**Aim of the exercise:**
Give the lines of the listing below as a JSON list of strings, one string per line with blank lines left out. Include only the lines from the one containing "the black foot" through the end of the listing, inclusive.

**Data records:**
------------------------------------------------------------
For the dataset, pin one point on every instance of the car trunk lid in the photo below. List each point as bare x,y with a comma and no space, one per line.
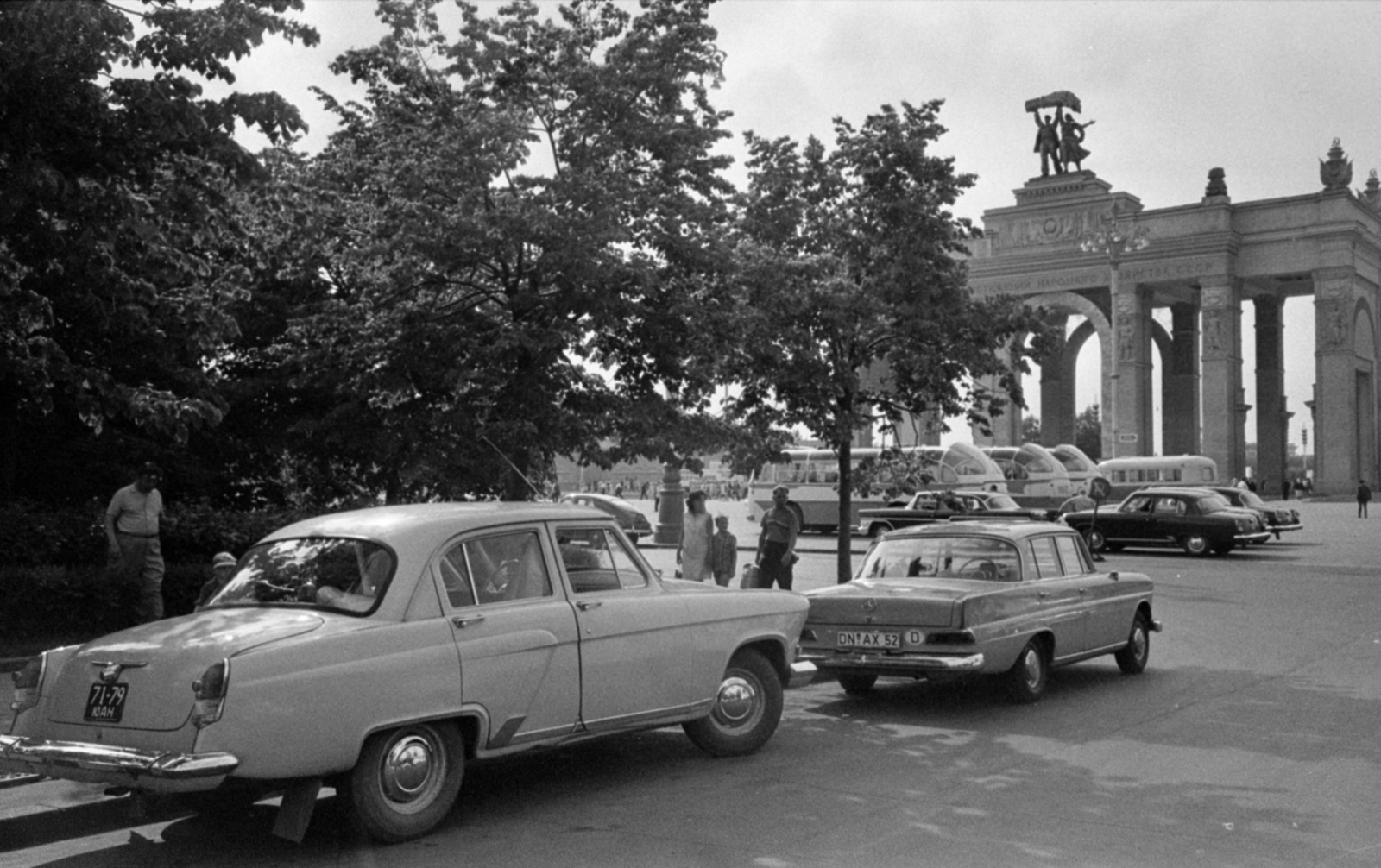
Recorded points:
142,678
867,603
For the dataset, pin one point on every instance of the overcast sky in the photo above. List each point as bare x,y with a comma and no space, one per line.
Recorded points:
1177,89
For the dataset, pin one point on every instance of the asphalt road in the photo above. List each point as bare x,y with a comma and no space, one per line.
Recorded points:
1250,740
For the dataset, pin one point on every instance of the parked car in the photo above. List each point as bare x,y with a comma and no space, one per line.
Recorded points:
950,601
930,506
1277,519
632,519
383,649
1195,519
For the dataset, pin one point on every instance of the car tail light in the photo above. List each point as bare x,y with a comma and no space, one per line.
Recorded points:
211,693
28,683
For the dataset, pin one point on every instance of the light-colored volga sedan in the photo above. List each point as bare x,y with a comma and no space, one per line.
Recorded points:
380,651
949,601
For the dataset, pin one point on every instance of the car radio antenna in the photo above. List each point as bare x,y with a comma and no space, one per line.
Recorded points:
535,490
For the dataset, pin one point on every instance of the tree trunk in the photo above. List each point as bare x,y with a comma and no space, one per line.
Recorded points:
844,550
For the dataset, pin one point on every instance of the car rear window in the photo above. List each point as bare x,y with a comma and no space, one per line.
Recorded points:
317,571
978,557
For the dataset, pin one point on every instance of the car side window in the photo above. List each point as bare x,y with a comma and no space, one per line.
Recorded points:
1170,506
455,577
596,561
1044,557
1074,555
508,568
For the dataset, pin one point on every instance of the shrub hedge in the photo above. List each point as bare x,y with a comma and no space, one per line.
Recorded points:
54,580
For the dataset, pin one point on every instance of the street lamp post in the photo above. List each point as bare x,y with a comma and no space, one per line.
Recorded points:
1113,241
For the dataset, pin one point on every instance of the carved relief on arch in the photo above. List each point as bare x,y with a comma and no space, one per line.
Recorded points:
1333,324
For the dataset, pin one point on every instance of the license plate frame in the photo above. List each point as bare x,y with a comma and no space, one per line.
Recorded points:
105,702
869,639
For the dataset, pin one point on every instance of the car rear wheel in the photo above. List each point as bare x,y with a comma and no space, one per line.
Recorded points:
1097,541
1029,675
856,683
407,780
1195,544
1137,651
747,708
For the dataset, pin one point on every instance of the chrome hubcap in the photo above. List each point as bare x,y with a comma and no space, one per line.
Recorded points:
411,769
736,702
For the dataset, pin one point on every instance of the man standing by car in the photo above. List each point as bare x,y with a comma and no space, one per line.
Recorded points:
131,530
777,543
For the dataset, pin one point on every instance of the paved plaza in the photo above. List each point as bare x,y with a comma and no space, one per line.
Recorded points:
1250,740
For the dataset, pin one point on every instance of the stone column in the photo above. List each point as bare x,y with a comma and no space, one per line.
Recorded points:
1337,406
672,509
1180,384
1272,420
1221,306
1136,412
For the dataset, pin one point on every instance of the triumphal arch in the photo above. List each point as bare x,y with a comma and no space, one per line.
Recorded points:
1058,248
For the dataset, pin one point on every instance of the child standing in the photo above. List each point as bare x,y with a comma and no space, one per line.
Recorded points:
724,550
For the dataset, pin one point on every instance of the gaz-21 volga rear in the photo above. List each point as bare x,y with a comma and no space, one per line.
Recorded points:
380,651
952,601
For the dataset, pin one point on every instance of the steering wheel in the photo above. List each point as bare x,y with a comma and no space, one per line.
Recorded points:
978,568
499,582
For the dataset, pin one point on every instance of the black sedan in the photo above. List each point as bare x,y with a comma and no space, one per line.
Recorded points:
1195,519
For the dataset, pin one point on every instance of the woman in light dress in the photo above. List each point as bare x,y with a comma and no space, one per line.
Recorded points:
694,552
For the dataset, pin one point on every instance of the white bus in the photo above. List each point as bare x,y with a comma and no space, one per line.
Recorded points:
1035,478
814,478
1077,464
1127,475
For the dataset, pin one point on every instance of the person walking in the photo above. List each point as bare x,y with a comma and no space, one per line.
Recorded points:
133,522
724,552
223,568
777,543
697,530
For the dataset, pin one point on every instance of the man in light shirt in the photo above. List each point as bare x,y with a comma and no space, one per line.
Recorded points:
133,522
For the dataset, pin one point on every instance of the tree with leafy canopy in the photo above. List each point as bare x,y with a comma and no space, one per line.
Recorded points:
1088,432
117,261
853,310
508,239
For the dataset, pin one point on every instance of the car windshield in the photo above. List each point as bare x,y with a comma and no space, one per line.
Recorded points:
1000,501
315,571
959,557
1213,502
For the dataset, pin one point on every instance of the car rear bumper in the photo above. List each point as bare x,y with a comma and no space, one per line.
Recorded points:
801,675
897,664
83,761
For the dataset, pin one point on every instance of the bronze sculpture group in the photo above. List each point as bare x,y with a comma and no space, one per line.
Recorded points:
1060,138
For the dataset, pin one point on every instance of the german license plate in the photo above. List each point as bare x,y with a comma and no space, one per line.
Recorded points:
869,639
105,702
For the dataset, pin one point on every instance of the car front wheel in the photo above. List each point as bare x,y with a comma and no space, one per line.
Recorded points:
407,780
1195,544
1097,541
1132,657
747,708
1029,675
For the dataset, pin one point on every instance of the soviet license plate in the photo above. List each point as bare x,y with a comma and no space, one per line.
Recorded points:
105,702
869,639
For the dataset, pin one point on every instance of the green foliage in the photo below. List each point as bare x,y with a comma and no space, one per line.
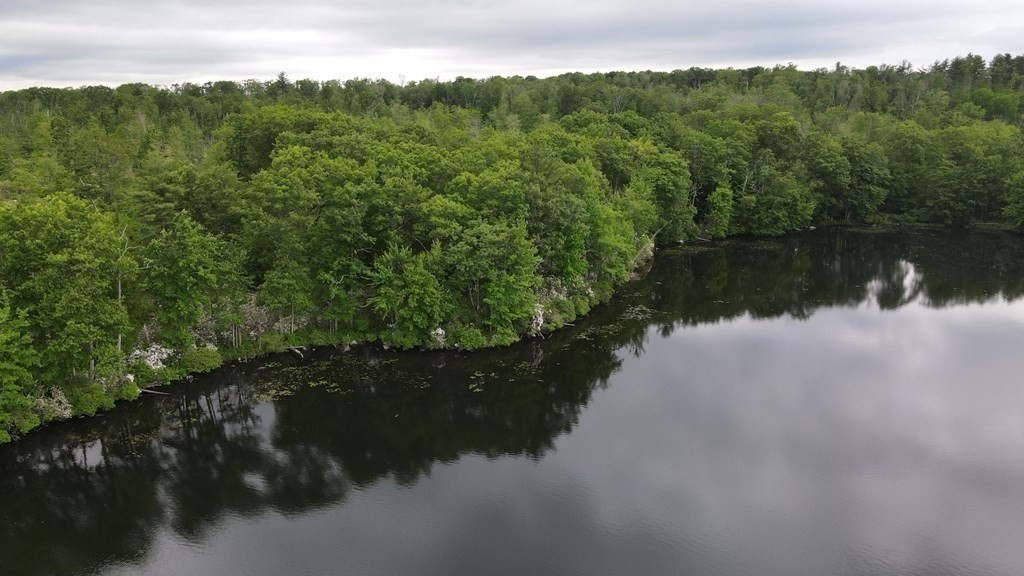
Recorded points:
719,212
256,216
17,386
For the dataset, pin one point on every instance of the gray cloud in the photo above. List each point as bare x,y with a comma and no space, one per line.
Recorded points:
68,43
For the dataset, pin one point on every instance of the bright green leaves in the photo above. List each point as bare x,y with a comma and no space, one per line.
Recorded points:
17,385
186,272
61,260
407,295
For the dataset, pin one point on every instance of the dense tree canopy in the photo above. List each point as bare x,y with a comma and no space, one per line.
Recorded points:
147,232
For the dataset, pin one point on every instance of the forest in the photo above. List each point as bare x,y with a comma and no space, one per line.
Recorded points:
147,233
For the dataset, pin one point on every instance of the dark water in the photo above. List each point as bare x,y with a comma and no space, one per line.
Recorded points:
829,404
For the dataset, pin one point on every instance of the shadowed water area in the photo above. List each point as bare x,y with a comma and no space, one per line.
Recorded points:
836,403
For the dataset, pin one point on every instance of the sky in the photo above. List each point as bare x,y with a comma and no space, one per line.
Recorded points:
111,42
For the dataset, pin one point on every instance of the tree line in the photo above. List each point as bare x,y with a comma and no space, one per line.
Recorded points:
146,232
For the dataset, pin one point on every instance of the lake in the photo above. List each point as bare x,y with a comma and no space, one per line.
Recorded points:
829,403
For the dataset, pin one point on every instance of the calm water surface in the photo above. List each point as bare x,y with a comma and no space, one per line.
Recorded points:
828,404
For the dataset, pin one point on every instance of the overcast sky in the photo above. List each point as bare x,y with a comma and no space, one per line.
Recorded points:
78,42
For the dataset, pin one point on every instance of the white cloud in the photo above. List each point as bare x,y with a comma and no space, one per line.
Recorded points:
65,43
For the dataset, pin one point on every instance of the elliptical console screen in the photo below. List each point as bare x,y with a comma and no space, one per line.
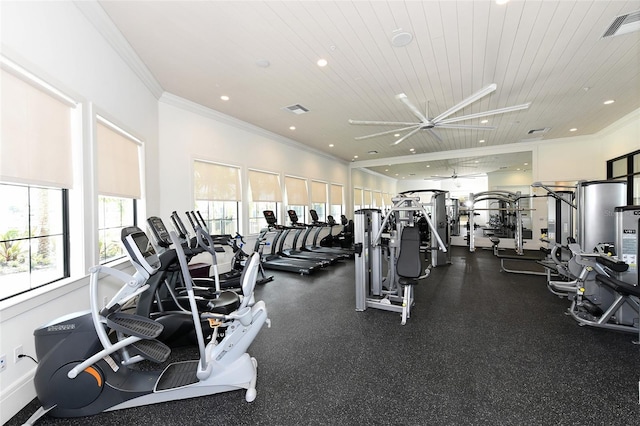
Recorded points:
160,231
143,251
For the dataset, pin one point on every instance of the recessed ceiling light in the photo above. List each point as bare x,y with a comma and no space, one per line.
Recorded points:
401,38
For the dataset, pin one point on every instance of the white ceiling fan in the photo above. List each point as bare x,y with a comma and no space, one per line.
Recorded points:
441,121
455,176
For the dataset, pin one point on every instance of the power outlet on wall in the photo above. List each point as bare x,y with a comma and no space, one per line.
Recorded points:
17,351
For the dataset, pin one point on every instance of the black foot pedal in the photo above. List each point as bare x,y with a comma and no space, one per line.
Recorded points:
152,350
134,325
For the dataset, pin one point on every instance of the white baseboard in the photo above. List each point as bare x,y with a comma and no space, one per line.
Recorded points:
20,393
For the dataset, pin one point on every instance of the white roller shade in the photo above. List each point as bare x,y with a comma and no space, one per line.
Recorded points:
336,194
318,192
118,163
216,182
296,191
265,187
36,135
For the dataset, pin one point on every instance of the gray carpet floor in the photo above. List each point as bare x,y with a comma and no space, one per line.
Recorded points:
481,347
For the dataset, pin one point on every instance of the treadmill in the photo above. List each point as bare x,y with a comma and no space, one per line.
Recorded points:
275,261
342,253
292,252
------------------------------------------------------------
**Exercise output:**
[
  "For the dataset, pin one point on every instance of the black foot pedal in the photo above. List each point as bare x,y with a comma and no space, one per line.",
  "Recorded points:",
  "152,350",
  "134,325",
  "For the dataset, pin one point on every instance of the white baseboard in the photo above. List each point as bare x,y with a comma and no space, one per line.",
  "Recorded points:",
  "20,393",
  "For the dataset, pin one point on every instance of the white roller shade in the photo above. List each point as bare x,y with a comma and no space, one per line.",
  "Recorded points:",
  "336,194",
  "318,192",
  "118,163",
  "216,182",
  "296,191",
  "265,187",
  "36,135",
  "For the dataset, pin one point on every instance of the gray carpet floor in the photo above. List each point as bare x,y with a comma and no space, one per line.",
  "Recorded points:",
  "481,347",
  "For the dataset, pin one point on every instance of the treadmill in the photo above. List each point as bare x,y with a comma and no space, one per line.",
  "Recorded points:",
  "275,261",
  "342,253",
  "292,252"
]